## Document section
--- START ---

Maryknoll Brother Loren Beaudry believes Jesus is the best example for a Brother. During the more than 30 years he has been serving in Tanzania and throughout Africa, he has tried to model his actions after Jesus’. “Jesus says, ‘Whatever little you do to your neighbor, you do unto me,’” says Brother Beaudry, who grew up in Albertville, Minn. “To be a Brother is to grow in compassion for all people, especially the poor and outcast of society.”

Brother Beaudry, 62, has put this call into action while serving in Kenya, Namibia and now in Mwanza, Tanzania. Living in Mabatini, one of the poorest settlements of Mwanza, he visits individuals with mental illnesses, teaches young people with learning disabilities, spends time with senior citizens and the youth in his parish, and helps to inspire new vocations to Brotherhood.

For him, a way to share God’s love and compassion is visiting the Bukumbi Rehabilitation Village for the Mentally Ill, which houses about 20 patients, including children and adults. He works to promote a basic principle: Every person deserves respect, regardless of whatever condition they may have.

In his first weeks at the center, Brother Beaudry noticed that two adult patients, who are deaf and mute, were nicknamed “deaf and dumb boy” and “deaf and dumb girl” because people did not know their names. He encouraged the patients to give them new names, and now they are known as Maria and Joseph.

--- END ---

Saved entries

--- START ---

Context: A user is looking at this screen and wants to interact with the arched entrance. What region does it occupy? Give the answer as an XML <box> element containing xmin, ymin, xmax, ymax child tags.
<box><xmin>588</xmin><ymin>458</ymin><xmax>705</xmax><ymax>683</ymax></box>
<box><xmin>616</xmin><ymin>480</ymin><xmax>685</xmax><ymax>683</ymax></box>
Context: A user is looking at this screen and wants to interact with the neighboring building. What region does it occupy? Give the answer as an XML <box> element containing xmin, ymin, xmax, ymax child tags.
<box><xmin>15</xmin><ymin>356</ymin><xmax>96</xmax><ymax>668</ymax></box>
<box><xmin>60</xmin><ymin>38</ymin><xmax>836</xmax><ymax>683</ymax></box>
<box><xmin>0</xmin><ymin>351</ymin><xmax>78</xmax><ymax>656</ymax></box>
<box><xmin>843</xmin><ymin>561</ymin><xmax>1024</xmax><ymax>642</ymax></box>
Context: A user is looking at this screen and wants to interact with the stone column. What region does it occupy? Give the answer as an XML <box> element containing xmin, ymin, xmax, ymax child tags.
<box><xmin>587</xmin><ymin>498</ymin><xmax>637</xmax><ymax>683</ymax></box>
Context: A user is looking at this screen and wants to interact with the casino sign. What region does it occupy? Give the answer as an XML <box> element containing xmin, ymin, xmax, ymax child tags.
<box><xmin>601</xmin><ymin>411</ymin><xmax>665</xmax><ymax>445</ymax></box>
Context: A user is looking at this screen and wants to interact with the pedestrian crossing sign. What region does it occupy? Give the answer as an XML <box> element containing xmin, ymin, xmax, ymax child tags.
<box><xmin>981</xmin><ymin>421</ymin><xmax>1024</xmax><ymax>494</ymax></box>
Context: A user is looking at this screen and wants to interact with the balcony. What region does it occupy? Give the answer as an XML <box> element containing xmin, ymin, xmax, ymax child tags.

--- END ---

## Exercise set
1. From the profile of Brother Beaudry, list the groups of people that the text says he visits, teaches, or spends time with while living in Mabatini.
2. Reproduce the passage of the profile of Brother Beaudry between "Brother Beaudry, 62, has" and "vocations to Brotherhood.", inclusive.

## Responses per task
1.
- Individuals with mental illnesses
- Young people with learning disabilities
- Senior citizens
- The youth in his parish

2.
Brother Beaudry, 62, has put this call into action while serving in Kenya, Namibia and now in Mwanza, Tanzania. Living in Mabatini, one of the poorest settlements of Mwanza, he visits individuals with mental illnesses, teaches young people with learning disabilities, spends time with senior citizens and the youth in his parish, and helps to inspire new vocations to Brotherhood.